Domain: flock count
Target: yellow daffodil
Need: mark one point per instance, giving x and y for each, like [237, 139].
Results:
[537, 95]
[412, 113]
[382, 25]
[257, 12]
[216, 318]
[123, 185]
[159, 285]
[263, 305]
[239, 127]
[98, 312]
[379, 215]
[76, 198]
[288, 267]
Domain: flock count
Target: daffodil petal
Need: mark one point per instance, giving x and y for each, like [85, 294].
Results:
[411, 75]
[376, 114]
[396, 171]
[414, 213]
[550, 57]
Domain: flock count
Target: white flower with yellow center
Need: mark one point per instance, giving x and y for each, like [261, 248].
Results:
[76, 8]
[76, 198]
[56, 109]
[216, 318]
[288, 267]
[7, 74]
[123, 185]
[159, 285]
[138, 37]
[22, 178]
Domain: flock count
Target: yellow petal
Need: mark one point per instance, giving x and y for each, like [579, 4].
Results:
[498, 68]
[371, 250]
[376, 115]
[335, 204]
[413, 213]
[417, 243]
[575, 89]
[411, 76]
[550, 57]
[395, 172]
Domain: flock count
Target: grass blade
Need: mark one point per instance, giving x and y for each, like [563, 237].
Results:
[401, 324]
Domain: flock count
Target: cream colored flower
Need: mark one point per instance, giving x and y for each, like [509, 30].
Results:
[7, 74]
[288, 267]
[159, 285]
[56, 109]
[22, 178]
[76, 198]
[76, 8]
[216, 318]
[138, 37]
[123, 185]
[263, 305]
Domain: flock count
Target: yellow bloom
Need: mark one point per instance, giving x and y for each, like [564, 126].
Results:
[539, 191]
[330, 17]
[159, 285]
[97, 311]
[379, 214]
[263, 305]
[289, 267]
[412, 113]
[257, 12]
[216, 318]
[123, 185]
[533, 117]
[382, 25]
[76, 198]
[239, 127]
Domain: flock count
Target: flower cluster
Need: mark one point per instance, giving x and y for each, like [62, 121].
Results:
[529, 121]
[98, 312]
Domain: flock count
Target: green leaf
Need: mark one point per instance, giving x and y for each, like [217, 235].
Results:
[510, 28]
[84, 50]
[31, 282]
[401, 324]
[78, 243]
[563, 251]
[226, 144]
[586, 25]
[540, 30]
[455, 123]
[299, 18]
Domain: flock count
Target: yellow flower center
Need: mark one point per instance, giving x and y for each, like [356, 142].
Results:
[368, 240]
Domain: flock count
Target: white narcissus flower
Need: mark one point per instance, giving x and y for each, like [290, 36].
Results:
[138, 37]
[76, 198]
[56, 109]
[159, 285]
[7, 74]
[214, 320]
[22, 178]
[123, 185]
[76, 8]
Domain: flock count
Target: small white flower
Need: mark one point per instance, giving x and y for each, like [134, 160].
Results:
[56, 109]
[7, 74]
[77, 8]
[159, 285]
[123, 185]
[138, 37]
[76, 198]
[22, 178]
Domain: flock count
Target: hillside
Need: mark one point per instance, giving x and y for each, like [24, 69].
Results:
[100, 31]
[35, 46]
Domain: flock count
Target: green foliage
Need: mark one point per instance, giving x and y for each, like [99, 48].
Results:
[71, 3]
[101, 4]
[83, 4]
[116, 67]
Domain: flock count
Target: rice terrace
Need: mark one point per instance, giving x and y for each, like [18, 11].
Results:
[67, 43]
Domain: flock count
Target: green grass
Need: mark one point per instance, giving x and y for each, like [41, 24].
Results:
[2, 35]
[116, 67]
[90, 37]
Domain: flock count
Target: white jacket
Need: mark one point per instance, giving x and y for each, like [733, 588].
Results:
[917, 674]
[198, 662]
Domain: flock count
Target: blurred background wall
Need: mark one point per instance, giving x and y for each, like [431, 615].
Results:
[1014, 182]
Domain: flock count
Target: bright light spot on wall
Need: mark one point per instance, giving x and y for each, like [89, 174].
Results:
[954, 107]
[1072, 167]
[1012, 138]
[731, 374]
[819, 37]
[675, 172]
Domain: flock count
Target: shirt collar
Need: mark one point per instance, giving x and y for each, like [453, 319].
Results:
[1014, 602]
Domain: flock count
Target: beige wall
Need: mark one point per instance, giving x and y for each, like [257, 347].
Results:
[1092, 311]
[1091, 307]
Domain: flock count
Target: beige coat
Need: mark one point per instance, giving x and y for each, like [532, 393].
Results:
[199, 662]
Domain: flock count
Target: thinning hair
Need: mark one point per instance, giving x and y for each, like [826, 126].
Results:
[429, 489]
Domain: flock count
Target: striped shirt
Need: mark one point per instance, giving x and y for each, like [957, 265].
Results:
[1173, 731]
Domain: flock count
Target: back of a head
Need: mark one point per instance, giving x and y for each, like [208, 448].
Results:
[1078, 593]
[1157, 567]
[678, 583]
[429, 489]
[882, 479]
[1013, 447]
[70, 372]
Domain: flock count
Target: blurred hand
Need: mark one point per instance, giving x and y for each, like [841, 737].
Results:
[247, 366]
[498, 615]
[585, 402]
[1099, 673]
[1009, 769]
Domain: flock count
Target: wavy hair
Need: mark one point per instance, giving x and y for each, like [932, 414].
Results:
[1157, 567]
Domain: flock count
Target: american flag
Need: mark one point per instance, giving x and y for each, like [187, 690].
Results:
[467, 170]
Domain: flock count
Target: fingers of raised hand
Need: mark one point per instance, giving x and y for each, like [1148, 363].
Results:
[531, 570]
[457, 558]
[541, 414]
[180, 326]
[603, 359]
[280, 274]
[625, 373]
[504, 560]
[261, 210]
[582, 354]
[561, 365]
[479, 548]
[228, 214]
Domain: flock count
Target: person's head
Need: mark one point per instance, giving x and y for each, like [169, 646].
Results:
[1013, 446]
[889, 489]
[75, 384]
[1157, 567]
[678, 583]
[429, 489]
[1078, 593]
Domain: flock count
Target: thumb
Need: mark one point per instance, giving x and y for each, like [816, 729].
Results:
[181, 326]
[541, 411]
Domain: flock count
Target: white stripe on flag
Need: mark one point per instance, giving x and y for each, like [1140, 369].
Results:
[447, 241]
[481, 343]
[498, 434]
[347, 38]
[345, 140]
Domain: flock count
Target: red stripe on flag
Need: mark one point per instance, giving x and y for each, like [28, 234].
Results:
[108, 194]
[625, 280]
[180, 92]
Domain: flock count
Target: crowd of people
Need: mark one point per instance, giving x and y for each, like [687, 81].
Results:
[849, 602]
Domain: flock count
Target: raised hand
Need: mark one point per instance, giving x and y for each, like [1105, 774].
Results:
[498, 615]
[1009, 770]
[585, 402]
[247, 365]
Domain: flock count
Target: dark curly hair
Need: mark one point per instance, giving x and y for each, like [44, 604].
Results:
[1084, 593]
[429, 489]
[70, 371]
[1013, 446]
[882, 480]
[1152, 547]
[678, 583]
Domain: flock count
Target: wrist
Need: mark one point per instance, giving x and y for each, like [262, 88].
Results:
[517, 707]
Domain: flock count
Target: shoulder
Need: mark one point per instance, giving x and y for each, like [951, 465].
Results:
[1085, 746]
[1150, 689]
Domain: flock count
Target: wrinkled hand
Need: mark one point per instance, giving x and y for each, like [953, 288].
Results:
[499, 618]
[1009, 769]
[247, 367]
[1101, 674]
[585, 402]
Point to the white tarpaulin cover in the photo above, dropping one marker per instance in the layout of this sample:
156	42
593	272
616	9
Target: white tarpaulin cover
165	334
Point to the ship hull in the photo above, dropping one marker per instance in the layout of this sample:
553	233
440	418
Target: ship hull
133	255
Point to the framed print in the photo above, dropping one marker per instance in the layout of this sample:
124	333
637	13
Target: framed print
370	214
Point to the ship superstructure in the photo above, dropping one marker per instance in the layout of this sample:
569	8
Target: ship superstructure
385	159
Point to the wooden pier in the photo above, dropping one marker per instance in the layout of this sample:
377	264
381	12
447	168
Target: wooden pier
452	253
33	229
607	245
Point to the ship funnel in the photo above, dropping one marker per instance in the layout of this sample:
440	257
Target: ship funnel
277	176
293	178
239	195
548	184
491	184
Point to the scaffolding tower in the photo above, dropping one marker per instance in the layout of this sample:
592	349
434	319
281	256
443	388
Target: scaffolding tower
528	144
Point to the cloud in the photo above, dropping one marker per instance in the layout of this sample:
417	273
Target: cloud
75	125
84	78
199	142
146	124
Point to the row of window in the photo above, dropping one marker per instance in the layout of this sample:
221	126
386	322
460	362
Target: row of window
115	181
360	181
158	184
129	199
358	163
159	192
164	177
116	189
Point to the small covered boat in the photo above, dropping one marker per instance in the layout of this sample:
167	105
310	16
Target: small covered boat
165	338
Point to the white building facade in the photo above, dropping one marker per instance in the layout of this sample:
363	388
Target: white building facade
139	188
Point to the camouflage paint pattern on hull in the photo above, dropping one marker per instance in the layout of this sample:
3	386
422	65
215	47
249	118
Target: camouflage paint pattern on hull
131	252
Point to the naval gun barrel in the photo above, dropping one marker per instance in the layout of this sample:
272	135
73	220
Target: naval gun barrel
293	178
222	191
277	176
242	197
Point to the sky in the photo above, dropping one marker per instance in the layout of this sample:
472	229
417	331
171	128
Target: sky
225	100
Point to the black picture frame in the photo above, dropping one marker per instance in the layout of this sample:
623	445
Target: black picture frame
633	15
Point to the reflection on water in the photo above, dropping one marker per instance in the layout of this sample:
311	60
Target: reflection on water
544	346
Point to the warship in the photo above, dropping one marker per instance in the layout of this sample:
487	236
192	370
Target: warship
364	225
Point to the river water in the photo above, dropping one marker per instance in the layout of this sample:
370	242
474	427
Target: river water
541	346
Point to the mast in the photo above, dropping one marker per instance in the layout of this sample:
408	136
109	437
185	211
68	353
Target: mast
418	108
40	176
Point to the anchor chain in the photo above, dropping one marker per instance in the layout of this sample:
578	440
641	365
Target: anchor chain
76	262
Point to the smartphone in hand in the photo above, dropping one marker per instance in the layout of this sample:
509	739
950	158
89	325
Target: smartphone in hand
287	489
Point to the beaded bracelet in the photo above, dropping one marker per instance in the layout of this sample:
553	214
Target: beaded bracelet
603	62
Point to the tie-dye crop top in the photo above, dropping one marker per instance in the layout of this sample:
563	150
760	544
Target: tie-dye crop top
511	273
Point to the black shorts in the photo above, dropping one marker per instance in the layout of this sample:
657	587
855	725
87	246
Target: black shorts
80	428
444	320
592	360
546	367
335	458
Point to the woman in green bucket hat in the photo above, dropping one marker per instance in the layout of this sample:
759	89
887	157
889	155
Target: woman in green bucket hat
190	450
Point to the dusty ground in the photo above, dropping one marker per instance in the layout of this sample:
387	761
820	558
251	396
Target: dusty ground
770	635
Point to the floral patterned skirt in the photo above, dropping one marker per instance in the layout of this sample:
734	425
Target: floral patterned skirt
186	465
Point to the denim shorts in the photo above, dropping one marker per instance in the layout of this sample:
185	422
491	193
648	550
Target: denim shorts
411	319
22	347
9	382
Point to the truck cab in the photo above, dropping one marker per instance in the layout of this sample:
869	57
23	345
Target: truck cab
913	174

__Exercise goal__. Copy out everything from the line containing "Point to the floral" down to the end of the listing, both ends included, keeping each line unchanged.

__Exercise output__.
Point to the floral patterned skirt in the photo above, dropping one marker per instance in the layout of this sample:
734	425
Target: floral patterned skirt
186	465
Point to the denim shorts in the photo above, dropping one marker per instance in the layout of this sample:
185	422
491	193
648	550
Target: denim shorts
411	319
22	347
9	382
Point to the truck cab in the photo above, dropping one marker per instance in the layout of this sample:
869	57
23	345
Target: truck cab
913	174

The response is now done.